** APPLY WHAT YOU READ **
1. Rewrite the passage on the 20th Field Artillery Regiment, starting at "In 1966-67, the" and ending at "round it out.", renaming "6th Battalion" as "Sixth Battalion" throughout.
2. Carry on the account of the 20th Field Artillery Regiment, picking up after its final sentence.

──────── GIVEN TEXT

The 20th Field Artillery Regiment is a field artillery regiment of the United States Army constituted 1 July 1916 in the Regular Army. It served in France during the First World War with the 5th Division, at St. Mihiel and Lorraine before inactivation on 5 September 1921 at Camp Bragg, North Carolina.

The regiment's distinctive unit insignia was originally approved for the 20th Field Artillery on March 28, 1933. It was redesignated as 20th Field Artillery Battalion on August 12, 1948; redesignated as 20th Artillery on June 13, 1958; and redesignated for the 20th Field Artillery on September 1, 1971.

In 1966-67, the 6th Battalion (155 mm) was stationed at Fort Carson CO under the 5th Mechanized Infantry Division. During the Vietnam War, it had the mission to train and maintain Basic Combat Training and Field Artillery Advanced Individual Training. The 6th Battalion was awarded the Belgium Fourrager for its actions in WWII.

Currently, the regiment has only a single battalion on active service; the 2nd Battalion.

==2nd Battalion==
The 2nd Battalion, nicknamed "Deep Strike", is currently assigned to 75th Field Artillery Brigade, Fort Sill, Oklahoma, and equipped with the M270 Multiple Launch Rocket System. In the event of a contingency, the Texas Army National Guard's 2nd Battalion, 131st Field Artillery Regiment and Delta Battery, 2/20th Field Artillery would round it out.

────────────────
──────── GIVEN ENTRIES

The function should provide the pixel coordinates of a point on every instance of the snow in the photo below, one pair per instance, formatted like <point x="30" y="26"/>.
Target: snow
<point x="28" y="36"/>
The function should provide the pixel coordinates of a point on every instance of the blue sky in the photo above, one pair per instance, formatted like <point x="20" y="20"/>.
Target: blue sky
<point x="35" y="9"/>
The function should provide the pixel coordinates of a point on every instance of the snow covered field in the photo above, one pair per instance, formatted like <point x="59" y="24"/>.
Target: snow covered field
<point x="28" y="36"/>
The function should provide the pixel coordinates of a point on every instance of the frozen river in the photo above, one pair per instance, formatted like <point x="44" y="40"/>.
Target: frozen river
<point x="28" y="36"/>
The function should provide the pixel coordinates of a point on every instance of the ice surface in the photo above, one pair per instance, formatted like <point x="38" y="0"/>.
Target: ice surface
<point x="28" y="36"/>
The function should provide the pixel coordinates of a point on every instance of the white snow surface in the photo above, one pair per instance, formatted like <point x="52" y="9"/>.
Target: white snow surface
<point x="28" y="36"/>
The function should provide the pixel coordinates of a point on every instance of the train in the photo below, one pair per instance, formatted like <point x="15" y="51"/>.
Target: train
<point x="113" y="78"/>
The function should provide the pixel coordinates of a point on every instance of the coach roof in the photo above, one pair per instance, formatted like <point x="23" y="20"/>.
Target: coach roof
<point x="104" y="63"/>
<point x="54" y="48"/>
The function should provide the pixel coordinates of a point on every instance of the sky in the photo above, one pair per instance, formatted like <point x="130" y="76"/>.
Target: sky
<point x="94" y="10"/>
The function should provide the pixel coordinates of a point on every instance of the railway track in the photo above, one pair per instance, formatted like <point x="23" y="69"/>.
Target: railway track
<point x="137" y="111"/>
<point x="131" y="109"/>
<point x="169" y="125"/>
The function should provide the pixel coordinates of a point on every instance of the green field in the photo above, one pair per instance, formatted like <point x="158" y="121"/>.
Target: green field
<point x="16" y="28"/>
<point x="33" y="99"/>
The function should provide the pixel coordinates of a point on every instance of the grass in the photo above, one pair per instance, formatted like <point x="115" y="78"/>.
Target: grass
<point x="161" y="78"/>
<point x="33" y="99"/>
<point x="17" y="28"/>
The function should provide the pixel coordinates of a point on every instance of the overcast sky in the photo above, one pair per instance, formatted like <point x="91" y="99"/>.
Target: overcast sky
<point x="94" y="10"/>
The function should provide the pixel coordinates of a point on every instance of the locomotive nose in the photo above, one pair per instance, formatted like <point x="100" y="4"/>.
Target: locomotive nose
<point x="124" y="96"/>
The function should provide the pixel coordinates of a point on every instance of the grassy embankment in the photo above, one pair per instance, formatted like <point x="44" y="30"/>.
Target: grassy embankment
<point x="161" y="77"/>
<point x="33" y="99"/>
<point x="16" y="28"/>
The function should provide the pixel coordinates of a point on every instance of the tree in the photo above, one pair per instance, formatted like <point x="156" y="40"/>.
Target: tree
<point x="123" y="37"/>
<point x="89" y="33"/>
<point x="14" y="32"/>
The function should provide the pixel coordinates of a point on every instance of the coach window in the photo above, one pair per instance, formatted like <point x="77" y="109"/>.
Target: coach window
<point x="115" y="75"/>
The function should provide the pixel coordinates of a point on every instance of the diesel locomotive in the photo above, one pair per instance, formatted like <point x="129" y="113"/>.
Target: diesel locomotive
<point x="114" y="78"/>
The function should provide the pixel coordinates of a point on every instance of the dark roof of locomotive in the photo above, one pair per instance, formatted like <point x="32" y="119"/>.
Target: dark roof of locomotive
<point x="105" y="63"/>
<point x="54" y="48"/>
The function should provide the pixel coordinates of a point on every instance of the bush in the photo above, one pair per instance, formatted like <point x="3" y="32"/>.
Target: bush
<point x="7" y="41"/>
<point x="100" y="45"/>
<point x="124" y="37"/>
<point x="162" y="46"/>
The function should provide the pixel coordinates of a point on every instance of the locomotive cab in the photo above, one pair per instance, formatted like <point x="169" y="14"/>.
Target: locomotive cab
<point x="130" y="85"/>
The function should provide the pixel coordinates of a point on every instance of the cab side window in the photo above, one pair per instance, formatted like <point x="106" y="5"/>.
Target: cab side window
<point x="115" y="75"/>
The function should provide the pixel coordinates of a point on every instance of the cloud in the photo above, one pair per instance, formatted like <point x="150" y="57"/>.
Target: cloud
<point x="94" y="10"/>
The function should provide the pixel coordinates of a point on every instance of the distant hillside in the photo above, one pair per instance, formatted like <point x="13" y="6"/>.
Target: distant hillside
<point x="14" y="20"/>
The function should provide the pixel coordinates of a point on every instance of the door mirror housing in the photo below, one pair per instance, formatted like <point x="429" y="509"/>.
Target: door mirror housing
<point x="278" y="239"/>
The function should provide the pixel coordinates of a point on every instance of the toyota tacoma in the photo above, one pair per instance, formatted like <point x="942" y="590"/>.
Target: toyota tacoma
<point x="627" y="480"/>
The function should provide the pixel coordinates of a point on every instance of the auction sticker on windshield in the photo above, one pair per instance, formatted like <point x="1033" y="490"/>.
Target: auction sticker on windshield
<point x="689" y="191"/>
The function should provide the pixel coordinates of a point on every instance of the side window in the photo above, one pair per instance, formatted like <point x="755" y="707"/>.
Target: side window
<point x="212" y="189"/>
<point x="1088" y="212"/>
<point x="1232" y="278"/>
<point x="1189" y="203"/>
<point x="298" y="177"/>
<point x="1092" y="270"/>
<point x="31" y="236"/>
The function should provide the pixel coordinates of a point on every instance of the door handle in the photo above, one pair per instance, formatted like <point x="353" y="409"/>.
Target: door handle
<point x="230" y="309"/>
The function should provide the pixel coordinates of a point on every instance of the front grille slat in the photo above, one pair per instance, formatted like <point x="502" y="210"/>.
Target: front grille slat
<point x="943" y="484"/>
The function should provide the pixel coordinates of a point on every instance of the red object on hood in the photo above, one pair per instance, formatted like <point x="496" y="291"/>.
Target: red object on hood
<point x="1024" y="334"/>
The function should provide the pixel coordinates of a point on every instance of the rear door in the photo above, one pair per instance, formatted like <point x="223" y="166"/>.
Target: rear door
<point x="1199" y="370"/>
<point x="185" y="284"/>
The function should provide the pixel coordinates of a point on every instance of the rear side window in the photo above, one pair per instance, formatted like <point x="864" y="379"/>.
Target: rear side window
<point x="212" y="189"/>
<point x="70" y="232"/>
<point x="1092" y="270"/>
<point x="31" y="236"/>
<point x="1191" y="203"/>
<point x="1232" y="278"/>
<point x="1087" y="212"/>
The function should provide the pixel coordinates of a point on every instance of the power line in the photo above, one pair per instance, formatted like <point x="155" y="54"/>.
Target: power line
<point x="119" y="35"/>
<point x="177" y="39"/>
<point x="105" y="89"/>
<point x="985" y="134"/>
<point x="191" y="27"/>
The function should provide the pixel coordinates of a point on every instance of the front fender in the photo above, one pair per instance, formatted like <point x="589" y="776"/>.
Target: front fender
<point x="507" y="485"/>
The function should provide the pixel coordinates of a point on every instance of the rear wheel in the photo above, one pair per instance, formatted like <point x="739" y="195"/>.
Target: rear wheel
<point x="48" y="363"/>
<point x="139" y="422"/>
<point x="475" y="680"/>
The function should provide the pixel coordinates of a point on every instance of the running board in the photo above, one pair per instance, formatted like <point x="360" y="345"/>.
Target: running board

────────────────

** TASK-BY-TASK RESULTS **
1.
In 1966-67, the Sixth Battalion (155 mm) was stationed at Fort Carson CO under the 5th Mechanized Infantry Division. During the Vietnam War, it had the mission to train and maintain Basic Combat Training and Field Artillery Advanced Individual Training. The Sixth Battalion was awarded the Belgium Fourrager for its actions in WWII.

Currently, the regiment has only a single battalion on active service; the 2nd Battalion.

==2nd Battalion==
The 2nd Battalion, nicknamed "Deep Strike", is currently assigned to 75th Field Artillery Brigade, Fort Sill, Oklahoma, and equipped with the M270 Multiple Launch Rocket System. In the event of a contingency, the Texas Army National Guard's 2nd Battalion, 131st Field Artillery Regiment and Delta Battery, 2/20th Field Artillery would round it out.

2.
The regiment and the battalion was reactivated in June 1940 at Fort Benning, Georgia, as an element of the 4th Division, later re-designated as the 4th Infantry Division. During World War II, the unit participated in the Normandy Campaign, and subsequent campaigns in Northern France, the Rhineland, Ardennes-Alsace and Central Europe. In 1957 the 2nd Battalion was assigned to the 1st Cavalry Division and activated in Korea. In 1960 the battalion was re-designated the 2nd Rocket Howitzer Battalion, 20th Field Artillery until taking its present moniker of 2nd Battalion, 20th Field Artillery in a 1971 redesignation.

During the Vietnam War the 2/20th was an aerial rocket artillery battalion, equipped with UH-1 B and C model and Bell AH-1 Cobra (G model) helicopters. It was known as "Blue Max." In 1972, the battalion was relieved from assignment to the 1st Cavalry Division, assigned to the 4th Infantry Division, and activated at Fort Carson, Colorado.

In 1976 the battalion was attached to the 8th Infantry Division in Wiesbaden, Germany, where it would remain until it was inactivated in 1984, subsequently reactivated in 1987 and again inactivated in 1992. In September 1998, 9–1 Field Artillery was reflagged as the 2nd Battalion, 20th Field Artillery Battalion. In 2001 the battalion supported the Army’s testing and fielding of the M270A1 launcher and became the first M270A1 MLRS unit in the Army. Soldiers with the 2nd Battalion, 20th Field Artillery Regiment, held a launching ceremony 17 April to present the new MLRS to the 4th Infantry Division. The ceremony consisted of a live-fire exercise attended by key members of the 4th Infantry Division and the 49th Armored Division, Texas Army National Guard.

===Iraq War deployment===
In March 2003 the battalion took part in the 2003 invasion of Iraq, where they performed not only their traditional field artillery tasks, including firing the Division’s first deep missile fires in combat, but performed armed reconnaissance missions, joint security patrols, cordon and searches, raids, and a wide variety of civil military operations. The battalion redeployed in March 2004.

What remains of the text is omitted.